_Task_
I'd like the entries repeated exactly, pictures omitted.

_Data for this task_

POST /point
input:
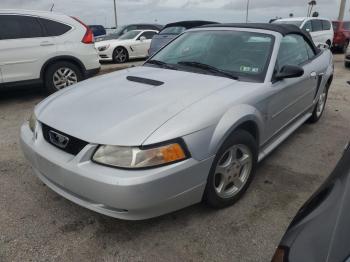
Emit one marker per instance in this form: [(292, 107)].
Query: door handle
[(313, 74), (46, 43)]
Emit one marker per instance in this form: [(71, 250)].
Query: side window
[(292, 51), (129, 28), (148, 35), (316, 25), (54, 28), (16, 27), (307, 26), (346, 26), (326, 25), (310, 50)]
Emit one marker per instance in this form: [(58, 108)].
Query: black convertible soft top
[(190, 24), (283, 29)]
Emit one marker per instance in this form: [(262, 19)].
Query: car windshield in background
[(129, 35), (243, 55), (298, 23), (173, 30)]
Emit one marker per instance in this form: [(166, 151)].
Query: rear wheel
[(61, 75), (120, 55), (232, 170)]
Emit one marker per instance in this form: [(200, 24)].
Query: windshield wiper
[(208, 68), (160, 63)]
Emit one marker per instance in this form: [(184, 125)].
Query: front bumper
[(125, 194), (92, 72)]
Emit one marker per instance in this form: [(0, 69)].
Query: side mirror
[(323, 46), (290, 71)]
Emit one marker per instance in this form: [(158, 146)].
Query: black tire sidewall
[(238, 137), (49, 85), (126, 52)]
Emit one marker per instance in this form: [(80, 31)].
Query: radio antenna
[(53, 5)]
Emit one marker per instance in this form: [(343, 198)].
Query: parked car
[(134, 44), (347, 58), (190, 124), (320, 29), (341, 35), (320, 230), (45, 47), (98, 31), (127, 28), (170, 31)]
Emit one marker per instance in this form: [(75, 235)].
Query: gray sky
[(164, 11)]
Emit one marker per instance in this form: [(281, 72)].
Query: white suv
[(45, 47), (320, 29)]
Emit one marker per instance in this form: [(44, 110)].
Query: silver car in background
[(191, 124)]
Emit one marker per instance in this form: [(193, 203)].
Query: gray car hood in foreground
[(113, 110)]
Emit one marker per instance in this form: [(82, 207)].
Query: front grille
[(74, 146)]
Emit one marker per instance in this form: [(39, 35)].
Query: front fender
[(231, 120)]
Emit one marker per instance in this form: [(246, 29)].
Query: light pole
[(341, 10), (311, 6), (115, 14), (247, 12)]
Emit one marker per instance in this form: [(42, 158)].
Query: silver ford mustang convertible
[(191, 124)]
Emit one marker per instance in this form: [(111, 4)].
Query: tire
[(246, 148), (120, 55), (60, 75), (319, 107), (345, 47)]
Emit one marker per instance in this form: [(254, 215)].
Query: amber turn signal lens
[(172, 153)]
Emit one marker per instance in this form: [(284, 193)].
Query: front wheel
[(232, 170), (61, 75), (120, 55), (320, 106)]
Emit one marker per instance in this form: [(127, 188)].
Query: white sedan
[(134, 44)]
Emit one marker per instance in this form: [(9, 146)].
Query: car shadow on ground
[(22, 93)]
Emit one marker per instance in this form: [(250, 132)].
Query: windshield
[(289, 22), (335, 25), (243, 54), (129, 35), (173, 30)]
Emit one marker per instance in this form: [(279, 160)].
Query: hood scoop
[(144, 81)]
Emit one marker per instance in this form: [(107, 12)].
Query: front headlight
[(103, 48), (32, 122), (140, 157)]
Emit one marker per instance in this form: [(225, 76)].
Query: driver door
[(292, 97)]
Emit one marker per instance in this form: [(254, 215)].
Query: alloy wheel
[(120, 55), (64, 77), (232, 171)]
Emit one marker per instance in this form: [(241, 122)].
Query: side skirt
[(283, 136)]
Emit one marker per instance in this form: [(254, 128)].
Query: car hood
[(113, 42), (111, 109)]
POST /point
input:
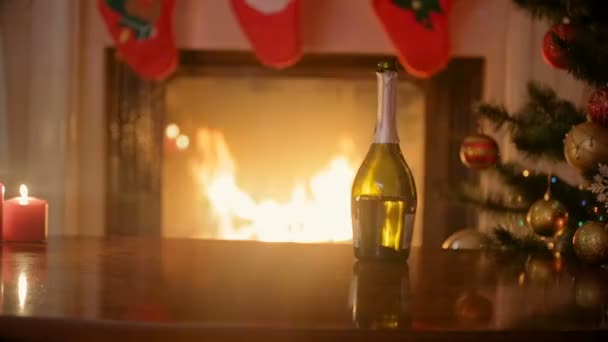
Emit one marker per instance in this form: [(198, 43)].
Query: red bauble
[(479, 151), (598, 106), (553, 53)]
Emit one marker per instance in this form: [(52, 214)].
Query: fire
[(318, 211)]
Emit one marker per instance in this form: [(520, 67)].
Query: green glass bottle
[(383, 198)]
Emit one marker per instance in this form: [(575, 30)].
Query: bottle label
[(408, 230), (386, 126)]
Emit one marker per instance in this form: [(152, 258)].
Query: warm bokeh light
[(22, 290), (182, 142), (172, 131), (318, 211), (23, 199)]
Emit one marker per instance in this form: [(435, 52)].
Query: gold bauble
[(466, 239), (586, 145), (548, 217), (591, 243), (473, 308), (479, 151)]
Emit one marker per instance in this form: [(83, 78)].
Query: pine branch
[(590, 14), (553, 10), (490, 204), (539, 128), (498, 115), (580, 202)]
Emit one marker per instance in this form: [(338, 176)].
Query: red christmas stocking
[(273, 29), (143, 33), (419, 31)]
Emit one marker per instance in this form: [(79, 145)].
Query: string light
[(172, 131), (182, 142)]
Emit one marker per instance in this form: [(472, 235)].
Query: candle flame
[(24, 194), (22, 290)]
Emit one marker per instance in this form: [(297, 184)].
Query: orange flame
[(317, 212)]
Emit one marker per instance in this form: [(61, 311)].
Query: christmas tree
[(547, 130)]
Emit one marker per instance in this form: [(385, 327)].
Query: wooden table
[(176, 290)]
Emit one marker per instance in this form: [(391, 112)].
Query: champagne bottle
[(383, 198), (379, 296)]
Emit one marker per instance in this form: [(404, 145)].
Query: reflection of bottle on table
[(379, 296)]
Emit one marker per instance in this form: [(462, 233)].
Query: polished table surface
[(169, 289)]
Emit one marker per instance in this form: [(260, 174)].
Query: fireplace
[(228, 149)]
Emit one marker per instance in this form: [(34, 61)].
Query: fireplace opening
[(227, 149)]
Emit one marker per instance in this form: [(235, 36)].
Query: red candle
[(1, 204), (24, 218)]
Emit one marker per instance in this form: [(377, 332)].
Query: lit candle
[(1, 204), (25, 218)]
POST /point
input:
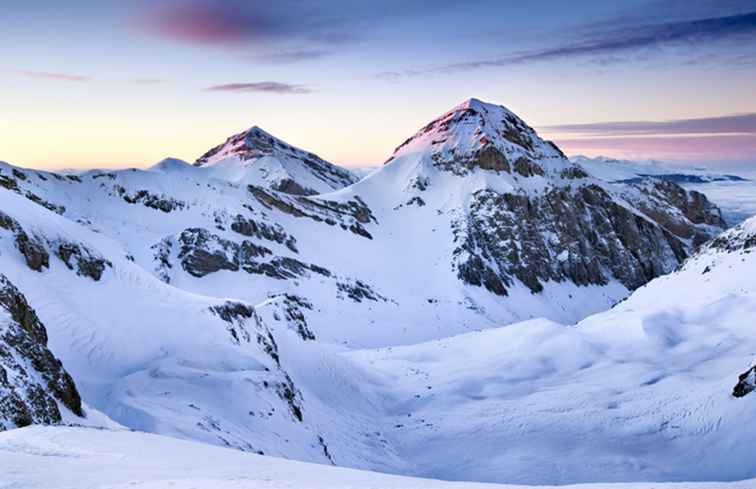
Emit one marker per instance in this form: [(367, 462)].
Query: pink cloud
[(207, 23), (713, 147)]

_Response area_
POST /point
input:
Emit one marker per instance in this form: [(292, 107)].
Query: door handle
[(313, 74), (46, 43)]
Emit one marker per instance in this form: [(71, 250)].
Query: side window
[(292, 51), (129, 28), (148, 35), (316, 25), (54, 28), (16, 27), (307, 26), (346, 26), (326, 25), (310, 50)]
Emit one marker per instance in this form: [(58, 108)].
Query: black convertible soft top
[(190, 24), (283, 29)]
Emit one marker per instance in this form: [(262, 19)].
Query: car windshield in background
[(129, 35), (243, 55), (298, 23), (173, 30)]
Emit one marker per instance in this form: [(166, 151)].
Query: rear wheel
[(61, 75), (120, 55), (232, 170)]
Emit one marker per instance in this form: [(200, 24)].
Query: windshield wiper
[(208, 68), (160, 63)]
Emit one marker per instance in this form: [(184, 125)].
Query: front bumper
[(125, 194), (92, 72)]
Emit one marker per instance in this form: [(0, 69)].
Query: side mirror
[(323, 46), (290, 71)]
Emit one marker per instance in this form: [(158, 146)].
Query: black tire sidewall
[(238, 137), (49, 85), (126, 52)]
Emit one marker per instance in this form: [(80, 31)].
Query: radio antenna
[(53, 5)]
Emit one marker per instance in this form: [(343, 198)].
Query: parked car
[(134, 44), (347, 58), (190, 124), (320, 29), (341, 35), (320, 230), (45, 47), (98, 31), (127, 28), (170, 31)]
Emit one marker per instance in this form: [(75, 235)].
Query: gray sky
[(164, 11)]
Emit one marker per instance in this form: [(281, 72)].
Query: white suv
[(45, 47), (320, 29)]
Emit one marker per instance in this form: [(44, 110)].
Query: silver car in background
[(191, 124)]
Emit one marker per instance in this form: [(193, 203)].
Query: gray car hood in foreground
[(113, 110)]
Emit one marker per instance in this form: [(82, 207)].
Query: front grille
[(74, 146)]
Emit one marker per instance in this form: [(39, 35)].
Query: front fender
[(231, 120)]
Emit one marker per instance in this form: [(246, 29)].
Query: light pole
[(341, 10), (311, 6), (115, 14), (247, 12)]
Emit one marker per instance in this form: [(42, 158)].
Query: silver ford mustang convertible
[(191, 124)]
Emit one marker per instance in this form: [(111, 4)].
Query: tire
[(246, 148), (120, 55), (60, 75), (319, 107), (345, 47)]
Emit one marker per instance in this form: [(254, 215)].
Query: amber turn signal lens
[(172, 153)]
Emit one marker per instance in this form: [(284, 193)].
Query: front wheel
[(232, 170), (61, 75), (120, 55), (320, 106)]
Emit one marker per instance in this form: [(127, 188)].
Query: white sedan
[(134, 44)]
Emit one marker per instance in this form: [(9, 146)].
Query: car shadow on ground
[(22, 93)]
Emit one marker per instance in this form: [(250, 132)].
Query: windshield
[(289, 22), (335, 25), (243, 54), (129, 35), (173, 30)]
Emit one marker per instance in this form: [(279, 160)].
Query: hood scoop
[(144, 81)]
Emit one marker per instance in this form: [(107, 12)].
Query: front headlight
[(103, 48), (32, 122), (140, 157)]
Emit one marker per instance in this form: [(225, 76)].
Query: driver door
[(292, 97)]
Emit one marker per instance in this form: [(254, 215)].
Query: alloy wheel
[(120, 55), (64, 77), (232, 171)]
Emit one marker per instance in this form: [(241, 122)].
Query: side skirt
[(283, 136)]
Emit one marker per instance in this form: [(254, 128)].
Query: car hood
[(113, 42), (111, 109)]
POST /point
input:
Emit one marker per instance in this form: [(198, 43)].
Query: red bauble
[(479, 151), (598, 106), (553, 53)]
Emit one marker per instance in this form: [(52, 214)].
Query: fire
[(318, 211)]
Emit one marker per instance in this form: [(520, 67)].
Query: green glass bottle
[(383, 198)]
Emit one marker per instance in this form: [(575, 30)].
Query: bottle label
[(408, 230), (386, 126)]
Emit one marker per instance in this form: [(152, 258)].
Query: warm bokeh light
[(22, 290), (182, 142), (172, 131), (318, 211), (23, 199)]
Emit one marker per instance in this form: [(435, 52)].
Query: gold bauble
[(466, 239), (586, 145), (548, 217), (591, 243), (473, 308), (479, 151)]
Emit one marker per instance in this form: [(83, 78)].
Query: pine branch
[(590, 14), (553, 10), (490, 204), (539, 128), (498, 115), (580, 202)]
Emit one marker per instance in this form: [(338, 176)].
Query: red christmas stocking
[(273, 29), (143, 33), (419, 31)]
Emit one marker per instance in this form: [(79, 145)].
Query: string light
[(172, 131), (182, 142)]
Emit one marker per instance in this form: [(472, 235)].
Query: candle flame
[(24, 194), (22, 290)]
Emit one marker per instance in this form: [(297, 184)].
Query: orange flame
[(317, 212)]
Emit one marker per instance in this form: [(61, 311)].
Query: christmas tree
[(547, 130)]
Emit one marker per instance in this form: [(385, 327)].
Query: wooden table
[(176, 290)]
Emit one marker per instance in this form: [(391, 112)].
Query: champagne bottle
[(383, 198), (379, 296)]
Emit one marker per instance in this form: [(404, 145)].
Query: reflection of bottle on table
[(379, 296)]
Emit one marker per instance in this form: [(462, 233)].
Query: polished table surface
[(169, 289)]
Emit one marker per instance in this form: [(260, 174)].
Query: fireplace
[(228, 149)]
Emit one marker per instance in this form: [(34, 61)].
Query: fireplace opening
[(227, 149)]
Emit one marker per instance in this form: [(235, 36)].
Query: red candle
[(1, 204), (24, 218)]
Emit one marker per instance in this form: [(377, 332)].
Query: lit candle
[(1, 204), (25, 218)]
POST /point
input:
Emit one marker per instance in this form: [(367, 462)].
Query: pink cloud
[(207, 23), (713, 147)]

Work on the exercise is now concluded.